## start Records for the exercise
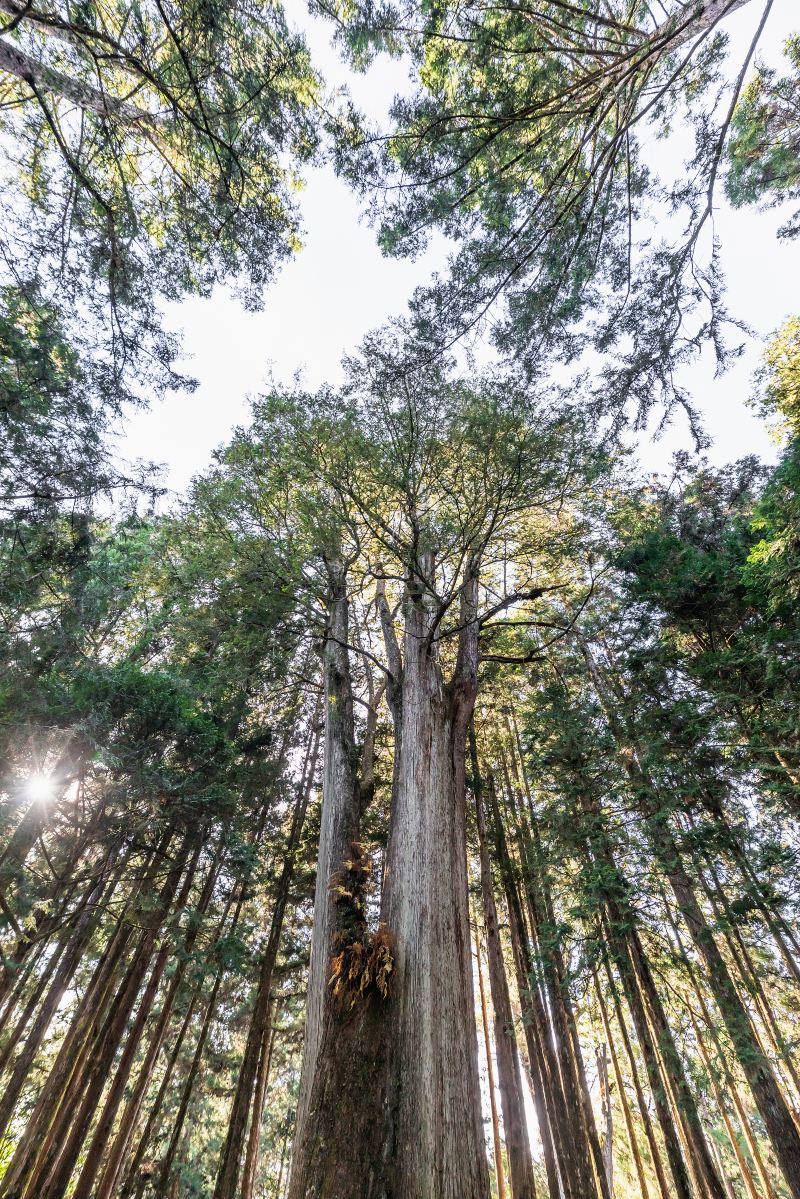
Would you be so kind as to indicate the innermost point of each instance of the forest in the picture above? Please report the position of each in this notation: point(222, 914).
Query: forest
point(410, 808)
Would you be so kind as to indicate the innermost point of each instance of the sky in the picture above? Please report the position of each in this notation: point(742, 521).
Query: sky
point(340, 287)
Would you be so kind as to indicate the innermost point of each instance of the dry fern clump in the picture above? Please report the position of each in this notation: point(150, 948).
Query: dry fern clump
point(362, 962)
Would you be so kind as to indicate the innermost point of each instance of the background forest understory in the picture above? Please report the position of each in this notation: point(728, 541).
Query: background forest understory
point(409, 809)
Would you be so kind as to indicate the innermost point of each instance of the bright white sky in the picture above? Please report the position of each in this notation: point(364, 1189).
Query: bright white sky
point(340, 287)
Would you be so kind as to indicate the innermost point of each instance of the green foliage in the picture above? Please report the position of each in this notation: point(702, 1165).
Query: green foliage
point(764, 149)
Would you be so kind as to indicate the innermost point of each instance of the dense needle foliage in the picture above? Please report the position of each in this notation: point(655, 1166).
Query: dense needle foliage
point(411, 808)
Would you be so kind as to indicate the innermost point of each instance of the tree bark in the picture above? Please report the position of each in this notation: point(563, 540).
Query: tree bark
point(513, 1116)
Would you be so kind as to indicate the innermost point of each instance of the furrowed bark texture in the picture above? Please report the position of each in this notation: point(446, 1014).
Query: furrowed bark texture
point(342, 1120)
point(390, 1095)
point(438, 1133)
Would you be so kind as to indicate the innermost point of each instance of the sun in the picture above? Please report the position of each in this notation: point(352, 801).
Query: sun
point(40, 788)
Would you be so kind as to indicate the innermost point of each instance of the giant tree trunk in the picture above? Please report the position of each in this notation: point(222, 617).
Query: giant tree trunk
point(438, 1137)
point(390, 1096)
point(513, 1116)
point(342, 1120)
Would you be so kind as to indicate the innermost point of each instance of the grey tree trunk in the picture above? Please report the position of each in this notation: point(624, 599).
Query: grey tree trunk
point(390, 1096)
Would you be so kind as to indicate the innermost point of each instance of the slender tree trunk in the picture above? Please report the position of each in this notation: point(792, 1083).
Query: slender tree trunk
point(513, 1116)
point(621, 1090)
point(260, 1019)
point(497, 1140)
point(644, 1112)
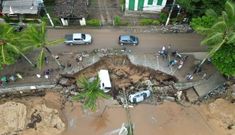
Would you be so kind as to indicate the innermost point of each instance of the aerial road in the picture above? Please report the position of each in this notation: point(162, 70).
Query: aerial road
point(108, 38)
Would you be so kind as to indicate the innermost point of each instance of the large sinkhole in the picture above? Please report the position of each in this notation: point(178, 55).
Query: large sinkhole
point(127, 76)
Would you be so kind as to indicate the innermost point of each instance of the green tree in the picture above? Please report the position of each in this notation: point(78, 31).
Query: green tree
point(12, 45)
point(90, 93)
point(221, 33)
point(36, 37)
point(197, 8)
point(206, 21)
point(224, 60)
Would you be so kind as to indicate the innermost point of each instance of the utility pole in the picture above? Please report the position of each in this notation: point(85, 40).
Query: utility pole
point(169, 15)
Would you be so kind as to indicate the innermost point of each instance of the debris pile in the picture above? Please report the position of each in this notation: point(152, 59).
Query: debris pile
point(124, 76)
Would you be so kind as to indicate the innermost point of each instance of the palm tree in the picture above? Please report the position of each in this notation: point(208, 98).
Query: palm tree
point(36, 36)
point(12, 45)
point(221, 33)
point(91, 92)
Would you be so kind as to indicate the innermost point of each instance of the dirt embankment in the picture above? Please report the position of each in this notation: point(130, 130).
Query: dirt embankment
point(52, 118)
point(30, 116)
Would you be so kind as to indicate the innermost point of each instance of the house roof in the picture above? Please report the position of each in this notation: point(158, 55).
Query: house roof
point(20, 6)
point(71, 8)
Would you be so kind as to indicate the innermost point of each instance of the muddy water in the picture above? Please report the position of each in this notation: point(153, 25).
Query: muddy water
point(166, 119)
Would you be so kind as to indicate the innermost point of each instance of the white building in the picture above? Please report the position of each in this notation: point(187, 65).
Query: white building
point(145, 5)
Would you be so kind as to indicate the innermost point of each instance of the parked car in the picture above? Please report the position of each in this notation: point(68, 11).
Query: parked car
point(139, 96)
point(17, 27)
point(77, 38)
point(128, 39)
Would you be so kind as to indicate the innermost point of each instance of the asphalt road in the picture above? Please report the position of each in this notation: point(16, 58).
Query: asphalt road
point(149, 42)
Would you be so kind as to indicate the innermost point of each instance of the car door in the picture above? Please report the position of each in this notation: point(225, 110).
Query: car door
point(78, 41)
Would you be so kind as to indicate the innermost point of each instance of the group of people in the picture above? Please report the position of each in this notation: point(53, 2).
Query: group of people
point(46, 73)
point(178, 59)
point(12, 78)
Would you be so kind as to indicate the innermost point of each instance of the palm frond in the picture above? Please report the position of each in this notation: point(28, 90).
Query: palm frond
point(212, 39)
point(216, 48)
point(211, 12)
point(3, 54)
point(231, 38)
point(41, 59)
point(219, 26)
point(203, 30)
point(229, 8)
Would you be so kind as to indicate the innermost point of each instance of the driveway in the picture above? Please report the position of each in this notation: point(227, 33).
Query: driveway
point(149, 42)
point(104, 10)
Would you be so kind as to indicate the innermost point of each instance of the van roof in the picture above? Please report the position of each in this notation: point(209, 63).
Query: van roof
point(104, 77)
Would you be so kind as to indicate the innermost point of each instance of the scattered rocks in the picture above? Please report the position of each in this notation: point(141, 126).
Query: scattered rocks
point(12, 117)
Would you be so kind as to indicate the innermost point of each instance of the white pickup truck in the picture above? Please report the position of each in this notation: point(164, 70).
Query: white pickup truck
point(77, 38)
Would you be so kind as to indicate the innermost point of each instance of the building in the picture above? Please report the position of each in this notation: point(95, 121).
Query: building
point(22, 9)
point(145, 5)
point(71, 11)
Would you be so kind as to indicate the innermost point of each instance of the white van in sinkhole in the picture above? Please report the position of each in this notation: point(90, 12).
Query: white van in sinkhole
point(105, 83)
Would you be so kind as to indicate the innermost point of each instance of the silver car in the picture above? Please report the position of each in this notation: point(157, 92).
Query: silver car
point(128, 40)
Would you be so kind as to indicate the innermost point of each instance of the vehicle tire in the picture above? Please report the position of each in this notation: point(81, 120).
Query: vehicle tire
point(134, 100)
point(145, 95)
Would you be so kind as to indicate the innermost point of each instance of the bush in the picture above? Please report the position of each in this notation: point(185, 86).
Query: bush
point(163, 17)
point(117, 20)
point(155, 22)
point(204, 21)
point(93, 22)
point(146, 21)
point(149, 22)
## end Records for the exercise
= What this task involves =
Give all of the material above as a numbered list, leaving out blank lines and the pictures.

= Exercise solution =
1. Would you be so kind as to indicate the innermost point of each instance of the forest in the picture above? Please report the position of each in this notation: point(222, 914).
2. Query: forest
3. point(410, 808)
4. Would you be so kind as to indicate the innermost point of each instance of the sky in the picture above? Please report the position of each in this notation: point(742, 521).
5. Query: sky
6. point(340, 287)
7. Would you be so kind as to indicate the innermost point of each instance of the dry fern clump in the picture above? Please report the position of each in this notation: point(150, 948).
8. Query: dry fern clump
9. point(362, 962)
10. Would you be so kind as to indicate the innermost point of each instance of the background forest understory in the picture above? Please report the position of each in this notation: point(728, 541).
11. Query: background forest understory
12. point(409, 809)
13. Would you be so kind as to indicate the innermost point of each instance of the bright white sky in the picture above? Please report the position of each in this notation: point(364, 1189).
14. Query: bright white sky
15. point(340, 287)
16. Would you be so kind as to indicate the innermost point of each instance of the green foliage in the picture above? Please report the position of each in this notation: point(702, 1165).
17. Query: green foliage
18. point(764, 149)
19. Would you be so kind as to indicate the innermost point of each instance of the dense needle foliage in the picture above? Please report the position of each in this notation: point(655, 1166).
20. Query: dense needle foliage
21. point(411, 808)
22. Would you be so kind as to indicate the innermost point of each instance of the tree bark in the picture above? Please report the position of each in this notation: point(563, 540).
23. Query: tree bark
24. point(513, 1116)
25. Would you be so kind as to indicate the innermost point of each instance of the furrowed bark texture in the picture above? Please report the position of each in this notation: point(446, 1014).
26. Query: furrowed bark texture
27. point(342, 1120)
28. point(390, 1095)
29. point(438, 1133)
30. Would you be so kind as to indicate the innermost point of each instance of the sun in the picture above? Please report the position of each in this notation: point(352, 801).
31. Query: sun
32. point(40, 788)
33. Would you be so kind as to indicate the innermost point of each instance of the giant tree trunk in the picture above? Please report the position of each in this notation: point(222, 617).
34. Query: giant tree trunk
35. point(438, 1137)
36. point(390, 1096)
37. point(513, 1116)
38. point(342, 1120)
39. Would you be so kind as to indicate the innermost point of each instance of the grey tree trunk in the picture above? Please report the position of each in this notation: point(624, 599).
40. Query: grey tree trunk
41. point(390, 1096)
42. Would you be so kind as to indicate the innermost point of each instance of the slender tree trunk in the picture above? Please report the position of each in this notation: point(792, 1083).
43. Query: slender tree trunk
44. point(513, 1116)
45. point(621, 1090)
46. point(260, 1019)
47. point(497, 1140)
48. point(644, 1112)
49. Would you be so kind as to indicate the innermost point of each instance of the aerial road in the picture above? Please report the position of each in this notation: point(162, 70).
50. Query: aerial road
51. point(108, 38)
52. Would you be so kind as to indicate the innermost point of each instance of the large sinkhole in the picture above? Please report the position of each in this notation: point(178, 55).
53. Query: large sinkhole
54. point(127, 76)
55. Would you be so kind as to indicate the innermost point of each instance of the green tree in the picture above? Please report the position of each in this notation: point(78, 31).
56. Query: green tree
57. point(12, 45)
58. point(90, 93)
59. point(221, 33)
60. point(36, 37)
61. point(197, 8)
62. point(206, 21)
63. point(224, 60)
64. Would you be so kind as to indicate the innermost point of each instance of the utility pole in the picture above? Please report the position of each in this notation: point(85, 40).
65. Query: utility pole
66. point(169, 15)
67. Would you be so kind as to indicate the innermost point of each instance of the debris pile in the picture above? Please report the position of each in this notation: point(152, 59).
68. Query: debris pile
69. point(124, 76)
70. Would you be so kind as to indicate the innermost point of each instance of the palm tree in the picture above? Please report the position of each in this notation: point(208, 98).
71. Query: palm tree
72. point(36, 36)
73. point(12, 45)
74. point(221, 33)
75. point(91, 92)
76. Would you be so kind as to indicate the innermost point of each instance of the dirt embankment in the picture above? Please report the position of each in this notation: point(130, 130).
77. Query: dirt embankment
78. point(52, 118)
79. point(30, 116)
80. Would you be so kind as to indicate the innermost point of each instance of the house roof in the picture above? Please report the position of each in this notation: point(158, 55).
81. Query: house roof
82. point(20, 6)
83. point(71, 8)
84. Would you be so kind as to indicate the innermost point of each instance of the muddy water in the picture above? Please report the position of each in this notation: point(153, 25).
85. Query: muddy water
86. point(166, 119)
87. Would you be so kind as to indicate the innermost point of each instance of the white building in the picture above? Please report the position of each in this notation: point(187, 65).
88. Query: white building
89. point(145, 5)
90. Would you be so kind as to indicate the innermost point of each instance of the parked car in the picture above? Please report the position of each in this notation: point(68, 11).
91. Query: parked car
92. point(139, 96)
93. point(17, 27)
94. point(77, 38)
95. point(128, 39)
96. Would you be so kind as to indicate the innermost point of each instance of the asphalt road in the picture above? Please report the position of each in this notation: point(16, 58).
97. Query: asphalt road
98. point(149, 42)
99. Would you be so kind as to indicate the innermost point of each instance of the car door in the picture above? Please report the position of each in this notation: point(225, 110).
100. Query: car door
101. point(78, 41)
102. Would you be so kind as to indicate the innermost point of each instance of the group of people in the picture above? Please report the position of each in this notation: point(53, 2).
103. Query: group of people
104. point(46, 73)
105. point(178, 59)
106. point(12, 78)
107. Would you be so kind as to indicate the innermost point of each instance of the palm frond in the picture above? Please report the position of each in this notation: point(28, 90).
108. Query: palm frond
109. point(212, 39)
110. point(216, 48)
111. point(211, 12)
112. point(3, 54)
113. point(231, 38)
114. point(41, 59)
115. point(219, 26)
116. point(203, 30)
117. point(229, 8)
118. Would you be so kind as to indicate the innermost point of each instance of the driveway in the picture above? Please report the position of each in this notation: point(227, 33).
119. Query: driveway
120. point(149, 42)
121. point(104, 10)
122. Would you be so kind as to indicate the innermost point of each instance of the van roof in the picture above? Please report the position of each in this notation: point(209, 63).
123. Query: van roof
124. point(104, 77)
125. Would you be so kind as to indicate the innermost point of each instance of the scattered rocks in the picture above? Please report the position of each in this notation: point(141, 126).
126. Query: scattered rocks
127. point(12, 117)
128. Would you be so kind as to indicate the innermost point of each instance of the white pickup truck in the picture above? Please report the position of each in this notation: point(164, 70).
129. Query: white pickup truck
130. point(77, 38)
131. Would you be so kind as to indicate the innermost point of each instance of the building in the picture above? Please report the position of each in this notation: point(95, 121).
132. Query: building
133. point(22, 9)
134. point(145, 5)
135. point(71, 11)
136. Would you be so kind as to indicate the innermost point of each instance of the white van in sinkhole in the picture above? Please report the position of each in this notation: point(90, 12).
137. Query: white van in sinkhole
138. point(105, 83)
139. Would you be so kind as to indicate the innermost point of each instance of the silver car in the picture above? Please report the position of each in this notation: point(157, 92).
140. Query: silver car
141. point(128, 40)
142. Would you be so kind as to indicate the innermost point of each instance of the vehicle tire in the picture above? Please report the position of each in this notation: point(81, 120).
143. Query: vehicle tire
144. point(134, 100)
145. point(145, 95)
146. Would you be so kind as to indicate the innermost point of each instance of the bush in the picture above? Please report the position of each in this notation: point(185, 86).
147. Query: bush
148. point(163, 17)
149. point(117, 20)
150. point(155, 22)
151. point(204, 21)
152. point(93, 22)
153. point(146, 21)
154. point(149, 22)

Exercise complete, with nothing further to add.